Detection annotation records:
— Begin —

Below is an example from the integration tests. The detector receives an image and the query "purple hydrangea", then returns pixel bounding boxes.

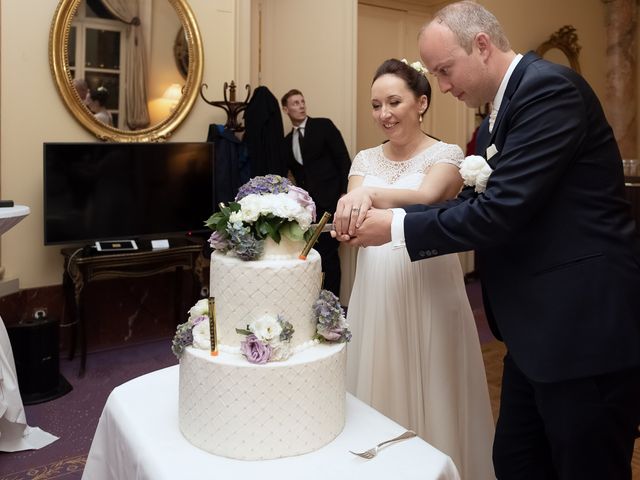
[236,175,292,202]
[209,230,231,252]
[313,290,351,342]
[240,333,271,364]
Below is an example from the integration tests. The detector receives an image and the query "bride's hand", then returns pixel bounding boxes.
[333,187,373,236]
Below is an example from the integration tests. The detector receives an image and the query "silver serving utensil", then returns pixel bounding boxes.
[349,430,417,460]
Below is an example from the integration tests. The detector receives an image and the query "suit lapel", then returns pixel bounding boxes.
[487,52,540,146]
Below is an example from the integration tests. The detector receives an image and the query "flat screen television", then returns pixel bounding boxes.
[44,142,215,245]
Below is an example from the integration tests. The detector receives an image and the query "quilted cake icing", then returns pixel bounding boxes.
[178,175,351,460]
[210,250,322,347]
[179,343,346,460]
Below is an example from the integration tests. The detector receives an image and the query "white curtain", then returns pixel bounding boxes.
[101,0,149,130]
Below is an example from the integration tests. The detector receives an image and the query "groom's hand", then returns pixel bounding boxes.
[331,208,393,247]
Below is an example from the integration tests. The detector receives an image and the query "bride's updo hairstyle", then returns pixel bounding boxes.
[371,58,431,113]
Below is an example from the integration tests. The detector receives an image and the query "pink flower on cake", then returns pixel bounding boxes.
[240,333,271,364]
[287,185,316,222]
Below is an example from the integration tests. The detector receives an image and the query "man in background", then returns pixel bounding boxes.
[281,89,351,296]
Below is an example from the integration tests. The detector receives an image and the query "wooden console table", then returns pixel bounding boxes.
[61,239,207,376]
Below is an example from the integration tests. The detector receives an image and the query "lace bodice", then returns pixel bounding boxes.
[349,142,464,188]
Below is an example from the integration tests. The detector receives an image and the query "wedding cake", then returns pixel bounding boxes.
[173,175,350,460]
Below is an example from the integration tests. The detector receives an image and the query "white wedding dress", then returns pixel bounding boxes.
[347,142,495,480]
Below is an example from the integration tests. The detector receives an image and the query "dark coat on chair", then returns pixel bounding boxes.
[243,86,287,177]
[404,53,640,382]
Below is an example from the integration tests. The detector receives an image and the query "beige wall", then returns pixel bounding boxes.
[252,0,357,155]
[0,0,242,288]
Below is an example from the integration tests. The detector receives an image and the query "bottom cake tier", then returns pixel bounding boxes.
[179,343,346,460]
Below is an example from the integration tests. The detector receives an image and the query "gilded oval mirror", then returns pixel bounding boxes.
[49,0,203,142]
[536,25,581,73]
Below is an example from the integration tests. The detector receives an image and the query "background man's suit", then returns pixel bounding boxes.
[404,53,640,478]
[285,117,351,296]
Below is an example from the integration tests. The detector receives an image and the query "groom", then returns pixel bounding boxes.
[335,1,640,480]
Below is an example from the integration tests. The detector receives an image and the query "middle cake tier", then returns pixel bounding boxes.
[210,250,322,347]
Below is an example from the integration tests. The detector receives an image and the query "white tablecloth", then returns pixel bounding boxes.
[82,365,459,480]
[0,205,58,452]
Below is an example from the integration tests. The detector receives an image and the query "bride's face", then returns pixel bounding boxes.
[371,74,426,140]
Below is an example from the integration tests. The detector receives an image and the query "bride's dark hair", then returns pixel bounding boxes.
[371,58,431,113]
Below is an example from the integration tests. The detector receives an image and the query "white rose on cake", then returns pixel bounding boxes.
[192,317,211,350]
[460,155,493,193]
[249,315,282,342]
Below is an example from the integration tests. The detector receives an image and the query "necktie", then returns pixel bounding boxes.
[292,127,304,165]
[489,107,498,133]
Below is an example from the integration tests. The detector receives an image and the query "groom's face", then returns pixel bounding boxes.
[418,22,493,108]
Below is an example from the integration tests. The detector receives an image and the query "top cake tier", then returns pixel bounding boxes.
[210,250,322,347]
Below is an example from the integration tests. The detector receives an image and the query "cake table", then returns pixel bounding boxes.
[82,365,460,480]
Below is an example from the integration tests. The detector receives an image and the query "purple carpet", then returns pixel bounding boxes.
[0,282,493,480]
[0,339,177,480]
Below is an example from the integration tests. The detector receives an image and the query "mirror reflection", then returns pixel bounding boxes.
[67,0,188,130]
[49,0,203,141]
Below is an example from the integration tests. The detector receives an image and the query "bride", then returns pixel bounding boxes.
[334,59,495,480]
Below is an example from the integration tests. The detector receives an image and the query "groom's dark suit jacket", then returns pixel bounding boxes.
[404,53,640,381]
[285,117,351,216]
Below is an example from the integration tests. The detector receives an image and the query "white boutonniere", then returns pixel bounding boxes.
[460,155,493,193]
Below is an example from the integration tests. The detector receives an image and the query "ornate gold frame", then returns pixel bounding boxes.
[536,25,582,73]
[49,0,204,142]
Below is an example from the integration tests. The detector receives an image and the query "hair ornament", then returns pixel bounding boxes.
[400,58,429,77]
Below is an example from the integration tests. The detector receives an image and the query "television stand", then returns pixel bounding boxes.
[61,238,208,377]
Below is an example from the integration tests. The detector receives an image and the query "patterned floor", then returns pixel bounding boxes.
[0,334,640,480]
[482,340,640,480]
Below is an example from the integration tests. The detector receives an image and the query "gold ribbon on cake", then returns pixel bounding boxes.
[298,212,331,260]
[209,297,218,357]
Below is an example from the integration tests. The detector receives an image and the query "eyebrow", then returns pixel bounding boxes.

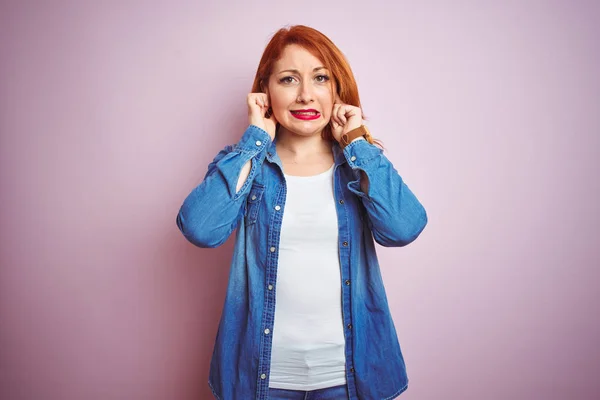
[278,67,326,74]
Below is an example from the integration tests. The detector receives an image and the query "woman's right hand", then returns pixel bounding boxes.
[247,93,277,140]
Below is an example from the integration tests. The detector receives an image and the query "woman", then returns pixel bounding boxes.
[177,26,427,400]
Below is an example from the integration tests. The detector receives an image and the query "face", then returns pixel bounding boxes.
[266,45,333,136]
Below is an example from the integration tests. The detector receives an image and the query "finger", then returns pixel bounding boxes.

— End —

▸ Task description: Report every line of the material above that contains the string "purple". Matching is case-sensitive.

▸ Task result:
Below is an example from the integration tests. The detector receives an image and the query "purple hydrangea", then returns pixel bounding boxes.
Below is an example from the integration tests. The detector receives an image and the query "purple carpet", then returns pixel bounding boxes.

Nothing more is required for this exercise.